Reading text =

# Chewing



## minnie (May 16, 2004)

I have another ? .
I was wondering how long it takes a Maltese to stop chewing?
My Btttons chews everything in site..How long will this last? He will be a year old next month...
Help any ideas?


----------



## kit001 (Jul 6, 2003)

I never had to deal with that with Morgan, he never chewed, but my little Yorkie, Bailey, is now about 4 months old, is chewing alot, not on furniture, thank goodness or anything like that, (he did like my slippers and sneakers at first lol). I have A LOT of chew toys for him so he wont' get any bright ideas to chew on the other things. As long as he sticks with the chew toys, I don't care if he chews forever! lol


----------



## minnie (May 16, 2004)

Thank you Lol.

I love yorkies also.
My sister has a tea Cup Yorkie Full grown 2 pounds...
So sweet..
Your Maltese is cute....


----------



## doctorcathy (May 17, 2004)

my big dog liked to chew on stuff. it was soo annoying!!! i feel your pain. i basically bittered apple everything 'inappropriate' to chew twice a day. till he didnt want to try to chew it. and i gave them bully sticks. that stuff saved my life. its a little expensive--but malts dont chew it up that quickly. it smells a little nasty--bully sticks or pizzle sticks should help you out a lot.


----------



## TikisMom (Jul 22, 2003)

Tiki chews all the time.... I just make sure he has something to chew on;
rawhide (watched carefully), nyla bones and cardboard tubes (from TP







) are his favorite. The only time he isn't chewing on something is when he is eating, playing or sleeping <_< .

Judi


----------



## Toby's Mom (May 7, 2004)

-_-


----------



## Lilly521 (May 29, 2004)

i had a dog who chewed everything...a whole sofa....he never stopped chewing but we got him tons of toys adn it seemed so long as he had something more intresting ot chew on he stayed away from my stuff


----------

Source material =
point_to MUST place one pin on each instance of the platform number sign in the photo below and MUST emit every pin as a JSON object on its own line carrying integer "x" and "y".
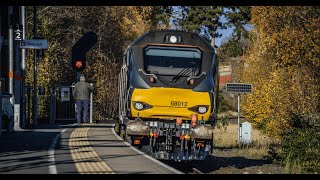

Task = Reproduce the stretch of the chewing thread from "Tiki chews all" through "sleeping <_< .", with every word and mark as it appears there.

Written response =
Tiki chews all the time.... I just make sure he has something to chew on;
rawhide (watched carefully), nyla bones and cardboard tubes (from TP







) are his favorite. The only time he isn't chewing on something is when he is eating, playing or sleeping <_< .